▶ [Written instruction] Please revise the queuing theory article, starting at the words "Queuing Theory for" and ending after "thinking about it.", so that each "workload optimization" becomes "workload tuning".

Queuing Theory for Software Engineers
In this article, learn the basics of queuing theory that are required for high-level capacity estimations and workload optimization.
Join the DZone community and get the full member experience.
Join For Free“Start With Why”
Queues are a built-in mechanism everywhere in today's software. Not being familiar with the basics of queuing theory will prevent you from understanding the relations between latency and throughput, high-level capacity estimations, and workload optimization. Knowing the internals of queuing models is actually not that hard to grasp. In this article, I'll sum up the essence of what's required for a software engineer to be more effective in their field.
Queues Are Everywhere!
Let's see some common examples from an average dude's vocabulary (like me). I'll list some of the technology usages of queues without even thinking about it.
- Java's fork-join pools use multiple queues with a work-stealing mechanism.
- In contrast, all the old-school Java thread pools use unbounded queues by default — causing latency and memory problems.
- Resilience4J has many implementations involving queuing, like bulkheads.
- All the commonly known pub-sub brokers involve the usage of queues — including Kafka, RabbitMQ, etc. Redis offers pubsub mechanism as well.
- Of course, an average operating system has multiple built-in work queues, including CPU run queue, disk IO queue, network interfaces have ring buffers, etc.
The Basics
Let's cover the basic concepts first before we discuss practical applications. What are the key metrics that are in play, when we're investigating a queue? We have the following relevant metrics when talking about queues in general.
Description of Each Term
- Arrival rate: (lambda) — The rate at which new work items arrive in the queue.
- Wait time: (W) — The total time spent by each work item in the system. Usually composed of two elements. Time spent in the queue (determined by preceding work items) and time spent with service.
- Servers: (c) — Referring to the level of parallelization.
- Service time: (tau=1/mu) — The time required to process a single work item. It's often translated to rate and called departure rate.
- Departure rate: (mu) — The rate at which items are processed.
- Utilization: (rho=lambda/mu) — Simply describes the ratio between arrival and departure rate.
- Number of items being served (L): Total elements in the system, including those being processed and waiting in the queue.

▶ [Dataset rows]
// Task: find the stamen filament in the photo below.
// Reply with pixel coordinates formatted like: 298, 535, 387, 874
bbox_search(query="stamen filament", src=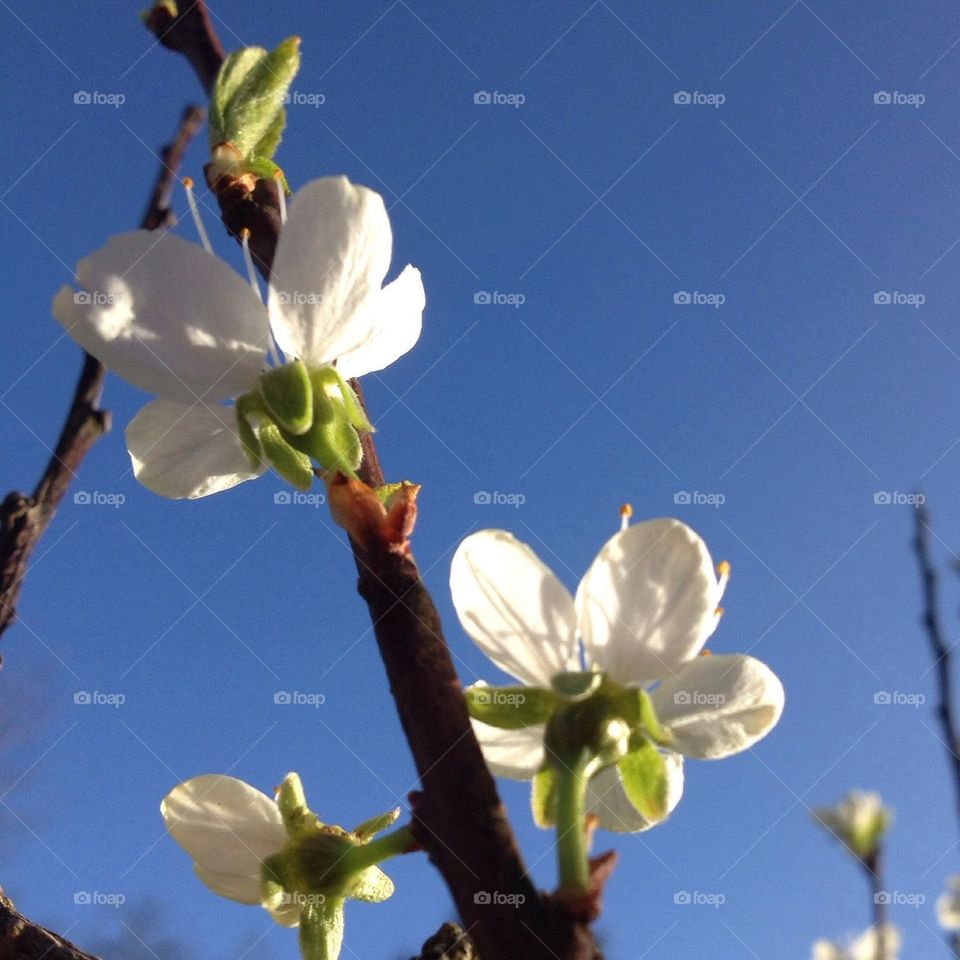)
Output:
183, 177, 213, 253
240, 227, 283, 367
273, 171, 287, 226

▶ [Finished exercise]
Queuing Theory for Software Engineers
In this article, learn the basics of queuing theory that are required for high-level capacity estimations and workload tuning.
Join the DZone community and get the full member experience.
Join For Free“Start With Why”
Queues are a built-in mechanism everywhere in today's software. Not being familiar with the basics of queuing theory will prevent you from understanding the relations between latency and throughput, high-level capacity estimations, and workload tuning. Knowing the internals of queuing models is actually not that hard to grasp. In this article, I'll sum up the essence of what's required for a software engineer to be more effective in their field.
Queues Are Everywhere!
Let's see some common examples from an average dude's vocabulary (like me). I'll list some of the technology usages of queues without even thinking about it.